- **PROBLEM DESCRIPTION**:
Reproduce all of the data exactly. Images are not to appear in the reply.

= Beginning of Section =

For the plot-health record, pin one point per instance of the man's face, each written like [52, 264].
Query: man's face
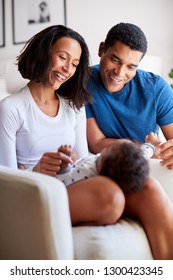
[118, 65]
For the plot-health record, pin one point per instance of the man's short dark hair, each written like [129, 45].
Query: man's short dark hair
[129, 34]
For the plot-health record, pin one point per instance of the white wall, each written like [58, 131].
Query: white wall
[93, 19]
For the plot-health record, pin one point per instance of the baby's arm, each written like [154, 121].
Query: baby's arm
[65, 149]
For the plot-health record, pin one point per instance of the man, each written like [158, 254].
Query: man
[129, 103]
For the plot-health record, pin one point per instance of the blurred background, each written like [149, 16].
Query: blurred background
[92, 19]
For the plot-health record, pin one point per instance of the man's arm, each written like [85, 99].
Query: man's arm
[96, 139]
[167, 131]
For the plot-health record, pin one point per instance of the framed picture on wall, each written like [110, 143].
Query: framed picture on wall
[2, 24]
[31, 16]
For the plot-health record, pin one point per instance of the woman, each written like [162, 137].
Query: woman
[47, 113]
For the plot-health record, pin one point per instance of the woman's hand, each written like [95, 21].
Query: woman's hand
[50, 163]
[165, 153]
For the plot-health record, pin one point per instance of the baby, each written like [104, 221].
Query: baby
[124, 161]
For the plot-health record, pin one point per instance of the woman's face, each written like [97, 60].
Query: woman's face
[65, 56]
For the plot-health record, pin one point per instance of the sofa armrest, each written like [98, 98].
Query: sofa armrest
[34, 217]
[163, 175]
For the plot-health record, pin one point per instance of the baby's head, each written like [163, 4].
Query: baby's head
[123, 161]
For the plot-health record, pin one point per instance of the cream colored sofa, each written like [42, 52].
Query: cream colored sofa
[35, 222]
[35, 219]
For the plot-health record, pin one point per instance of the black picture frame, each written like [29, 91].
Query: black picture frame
[27, 20]
[2, 24]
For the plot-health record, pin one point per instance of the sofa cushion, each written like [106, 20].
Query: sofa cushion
[125, 240]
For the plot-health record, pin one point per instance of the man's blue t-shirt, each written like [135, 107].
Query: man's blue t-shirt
[144, 104]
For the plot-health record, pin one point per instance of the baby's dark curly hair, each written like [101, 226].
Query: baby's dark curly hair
[129, 34]
[126, 166]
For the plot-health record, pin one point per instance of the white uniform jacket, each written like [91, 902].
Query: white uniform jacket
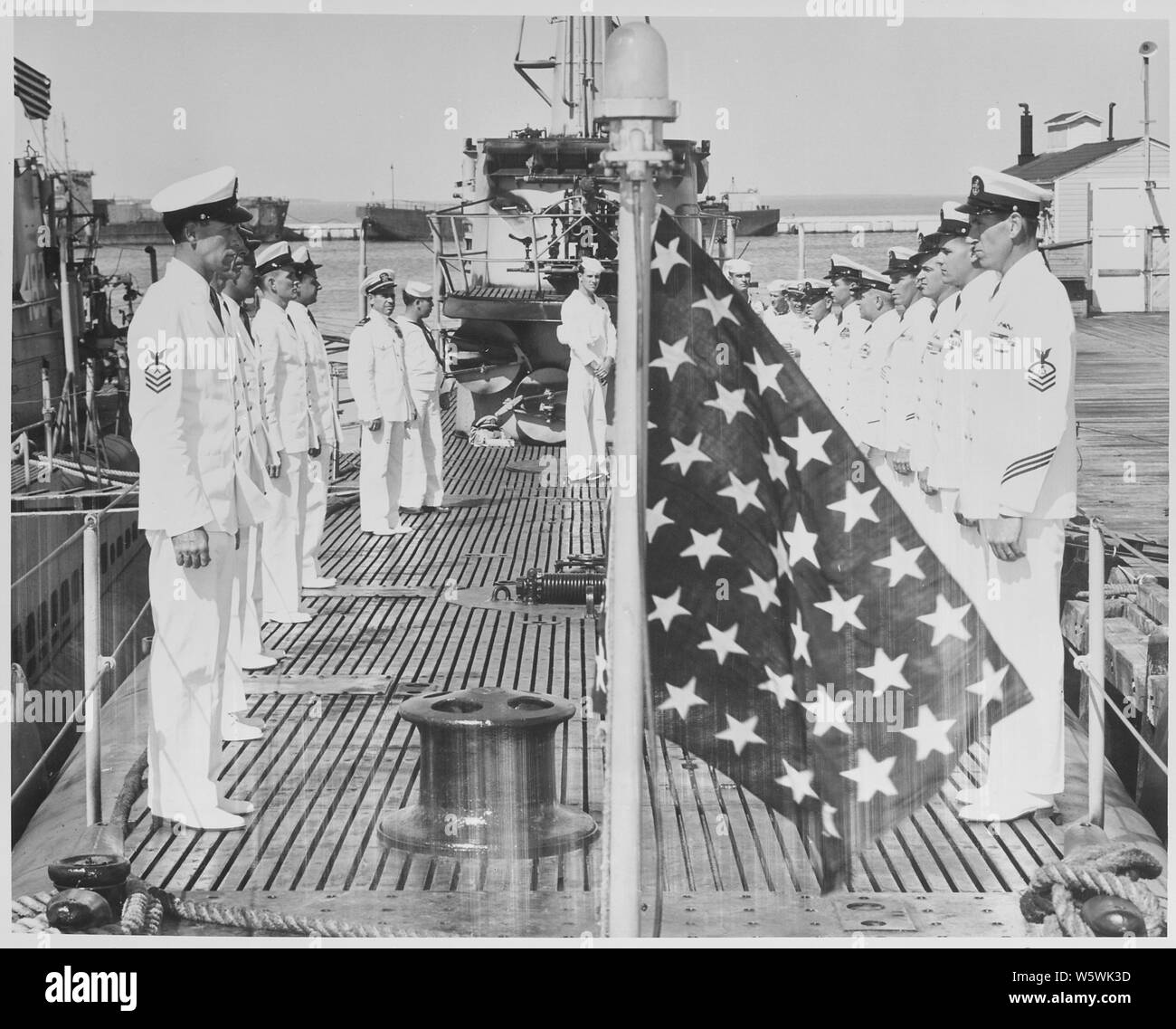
[189, 424]
[376, 372]
[248, 362]
[587, 329]
[320, 366]
[424, 370]
[900, 376]
[290, 399]
[1020, 451]
[863, 401]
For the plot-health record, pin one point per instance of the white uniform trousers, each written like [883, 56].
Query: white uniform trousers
[1019, 602]
[318, 480]
[381, 463]
[191, 611]
[586, 423]
[423, 454]
[281, 542]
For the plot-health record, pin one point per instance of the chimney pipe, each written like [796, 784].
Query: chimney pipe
[1026, 154]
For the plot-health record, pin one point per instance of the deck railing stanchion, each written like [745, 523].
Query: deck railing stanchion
[92, 637]
[1094, 672]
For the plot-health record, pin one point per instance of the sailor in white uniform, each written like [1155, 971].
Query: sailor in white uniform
[1020, 485]
[423, 486]
[384, 404]
[292, 407]
[587, 330]
[245, 649]
[196, 491]
[318, 468]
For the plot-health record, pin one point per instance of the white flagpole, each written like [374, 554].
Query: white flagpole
[635, 102]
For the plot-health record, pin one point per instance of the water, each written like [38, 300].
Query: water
[337, 307]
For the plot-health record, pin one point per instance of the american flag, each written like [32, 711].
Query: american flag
[780, 576]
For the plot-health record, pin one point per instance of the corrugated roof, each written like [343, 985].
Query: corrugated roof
[1050, 167]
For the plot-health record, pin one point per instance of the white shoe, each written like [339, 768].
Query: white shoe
[235, 807]
[318, 582]
[240, 733]
[289, 619]
[1006, 809]
[258, 662]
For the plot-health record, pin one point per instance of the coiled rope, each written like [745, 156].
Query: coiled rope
[1057, 891]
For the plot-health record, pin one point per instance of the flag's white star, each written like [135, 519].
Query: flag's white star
[722, 643]
[681, 699]
[800, 647]
[657, 518]
[808, 446]
[871, 777]
[667, 258]
[673, 357]
[717, 309]
[729, 401]
[686, 454]
[777, 463]
[901, 562]
[826, 713]
[857, 506]
[739, 733]
[886, 672]
[780, 552]
[842, 612]
[667, 608]
[801, 543]
[827, 824]
[799, 781]
[767, 376]
[763, 590]
[742, 493]
[705, 547]
[930, 734]
[780, 687]
[989, 686]
[947, 621]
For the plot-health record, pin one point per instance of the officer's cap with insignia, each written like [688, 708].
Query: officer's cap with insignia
[304, 262]
[900, 262]
[380, 281]
[274, 256]
[953, 220]
[994, 192]
[207, 196]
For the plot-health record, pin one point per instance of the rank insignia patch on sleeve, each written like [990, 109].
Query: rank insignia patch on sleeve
[1041, 376]
[159, 377]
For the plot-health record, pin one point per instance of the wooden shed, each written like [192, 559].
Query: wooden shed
[1110, 214]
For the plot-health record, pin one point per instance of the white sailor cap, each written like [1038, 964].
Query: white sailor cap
[384, 280]
[207, 196]
[998, 192]
[274, 256]
[302, 259]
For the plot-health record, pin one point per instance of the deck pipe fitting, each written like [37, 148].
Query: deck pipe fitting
[488, 781]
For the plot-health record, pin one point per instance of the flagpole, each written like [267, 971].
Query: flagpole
[635, 102]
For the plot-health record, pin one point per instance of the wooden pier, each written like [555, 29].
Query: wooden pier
[411, 614]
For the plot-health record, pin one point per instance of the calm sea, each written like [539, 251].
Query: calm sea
[337, 307]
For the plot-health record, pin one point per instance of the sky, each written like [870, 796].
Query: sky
[318, 105]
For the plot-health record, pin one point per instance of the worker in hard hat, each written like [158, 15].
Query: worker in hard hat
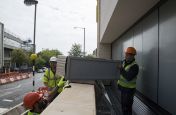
[127, 83]
[35, 102]
[50, 78]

= End of Section =

- **WRITTEN SOLUTION**:
For the plot-health record, pin one point per instance of the man's face, each written like [52, 264].
Query: man's face
[118, 65]
For the plot-health record, pin one point per instance of the man's short dark hair, each written like [129, 45].
Query: man's short dark hair
[129, 34]
For the plot-health record, pin one point per instance of the white wall, each written like [58, 131].
Query: white wall
[93, 19]
For the plot-health record, pin one point per instance of the baby's arm, each written like [154, 121].
Query: baby's arm
[65, 149]
For the plot-health record, pin one point per instance of the man, each written like [158, 254].
Query: man
[129, 103]
For the plot-health record, pin one point per instance of the blurred background, each written like [149, 16].
Query: blurred background
[92, 19]
For the plot-health record, pin one point per instance of the man's arm, each written like [85, 99].
Query: man's arm
[96, 139]
[167, 131]
For the plot-health record, pin one point per instance of the framed picture on wall, each written like [110, 143].
Query: framed picture on wall
[2, 24]
[31, 16]
For the plot-health record, pin one point per instance of the woman, each written like [162, 137].
Query: woman
[47, 113]
For the plot-health record, pin one point per instance of the woman's hand, each written like [95, 21].
Query: woman's hand
[50, 163]
[165, 153]
For the plot-health record, pin one point per instance of the baby, each written like [104, 221].
Query: baby
[124, 161]
For the plot-health record, pin one point per instance of the woman's face, each written like [97, 60].
Query: woman's face
[65, 56]
For the plot-health record, pin one point per instance of the sofa armrest, each written like [98, 98].
Query: sofa armrest
[34, 217]
[163, 175]
For the plot-health record, pin one point per instance of the baby's head, each written like [163, 4].
Query: baby's head
[123, 161]
For the plot-health record, pin one point per instance of the cream colored sofa, each written like [42, 52].
Query: cream colored sofa
[35, 222]
[35, 219]
For the plot-health record, pin one point per instance of the black picture frame, each written like [29, 91].
Query: black picture frame
[27, 20]
[2, 24]
For the plot-health record, pin one point per instance of the sofa cushion, each written like [106, 20].
Query: sofa cushion
[125, 240]
For the plot-health record, pin one point per instance of the man's blue t-shirt, each written like [135, 107].
Query: man's blue t-shirt
[144, 104]
For the plot-health record, pin one point per instance of the baby's dark curly hair, each written like [101, 226].
Query: baby's dark curly hair
[129, 34]
[126, 166]
For the plot-health record, pin one point per instance of the white uniform jacket, each written like [91, 902].
Query: white uniform jacket
[189, 424]
[376, 372]
[248, 362]
[587, 329]
[320, 366]
[424, 370]
[900, 376]
[290, 399]
[1020, 451]
[863, 401]
For the plot-health record, pin one point per instance of the white uniform trousers, each written like [883, 56].
Query: white uniform trousers
[1019, 602]
[318, 480]
[381, 463]
[191, 611]
[586, 423]
[423, 454]
[281, 542]
For the plot-health record, pin one point per instance of the chimney pipe, each written like [796, 784].
Query: chimney pipe
[1026, 154]
For the plot-health record, pin one point per instance of the deck railing stanchion, each written like [745, 523].
Query: deck railing stanchion
[92, 637]
[1094, 672]
For the plot-health record, pin one point per instance of the sailor in white uniform, each written like [1155, 971].
Query: sailor in white uniform
[1020, 485]
[423, 486]
[384, 404]
[292, 407]
[587, 330]
[245, 649]
[196, 491]
[318, 468]
For the plot-health record, pin one point per instance of the white flagpole, each written like [374, 554].
Query: white flagpole
[635, 102]
For the plot-health record, pin one point per instance of the water, each written like [38, 300].
Query: water
[337, 307]
For the plot-health record, pin one point per instance of the american flag, each written like [32, 711].
Query: american flag
[780, 576]
For the plot-health record, pin one point per instance of the corrugated roof, each written like [343, 985].
Query: corrugated roof
[1050, 167]
For the plot-health record, pin one point per instance of the white shoe, each written like [339, 768].
Query: white shoe
[235, 807]
[318, 582]
[240, 733]
[289, 619]
[1006, 809]
[258, 662]
For the plot-health record, pin one point per instance of the coiled rope, each written like [745, 156].
Query: coiled rope
[1057, 891]
For the plot-health record, pin one point per instance of the flag's white star, each written like [135, 519].
Query: flag's white star
[722, 643]
[681, 699]
[800, 647]
[657, 518]
[808, 446]
[871, 777]
[667, 258]
[673, 357]
[717, 309]
[729, 401]
[686, 454]
[777, 463]
[901, 562]
[826, 713]
[857, 506]
[739, 733]
[886, 672]
[780, 552]
[842, 612]
[667, 608]
[801, 543]
[827, 824]
[799, 781]
[767, 376]
[763, 590]
[742, 493]
[705, 547]
[930, 734]
[780, 687]
[989, 686]
[947, 621]
For the plot-health record, pin one point per instance of the officer's cap with insignia, each written like [688, 708].
Query: officer's cap with insignia
[304, 262]
[900, 262]
[380, 281]
[274, 256]
[953, 220]
[994, 192]
[207, 196]
For the plot-health record, pin one point per instance of the rank insignia patch on sleeve, each written like [990, 109].
Query: rank insignia patch on sleeve
[1041, 376]
[159, 377]
For the plot-health record, pin one point per instance of the wooden shed, each written like [192, 559].
Query: wooden shed
[1110, 214]
For the plot-health record, pin one point per instance of the white sailor cap, each written like [1038, 964].
Query: white sailor cap
[384, 280]
[207, 196]
[998, 192]
[274, 256]
[302, 259]
For the plot-health record, pin one point per instance of the deck pipe fitting, each written like [37, 148].
Query: deck pipe fitting
[488, 781]
For the plot-health record, pin one point per instance of the flagpole, each written like [267, 971].
Query: flagpole
[635, 102]
For the plot-health record, pin one point per instance of the wooden pier, each written like [555, 29].
Query: wooden pier
[411, 614]
For the plot-health record, pin one point per instance of the calm sea, each written like [539, 251].
Query: calm sea
[337, 307]
For the plot-health record, pin one point per instance of the sky, each written like [870, 796].
Query: sky
[318, 105]
For the plot-health record, pin one point per instance of the worker in hard hat, each written like [158, 15].
Query: worker in hard hat
[127, 83]
[35, 102]
[50, 78]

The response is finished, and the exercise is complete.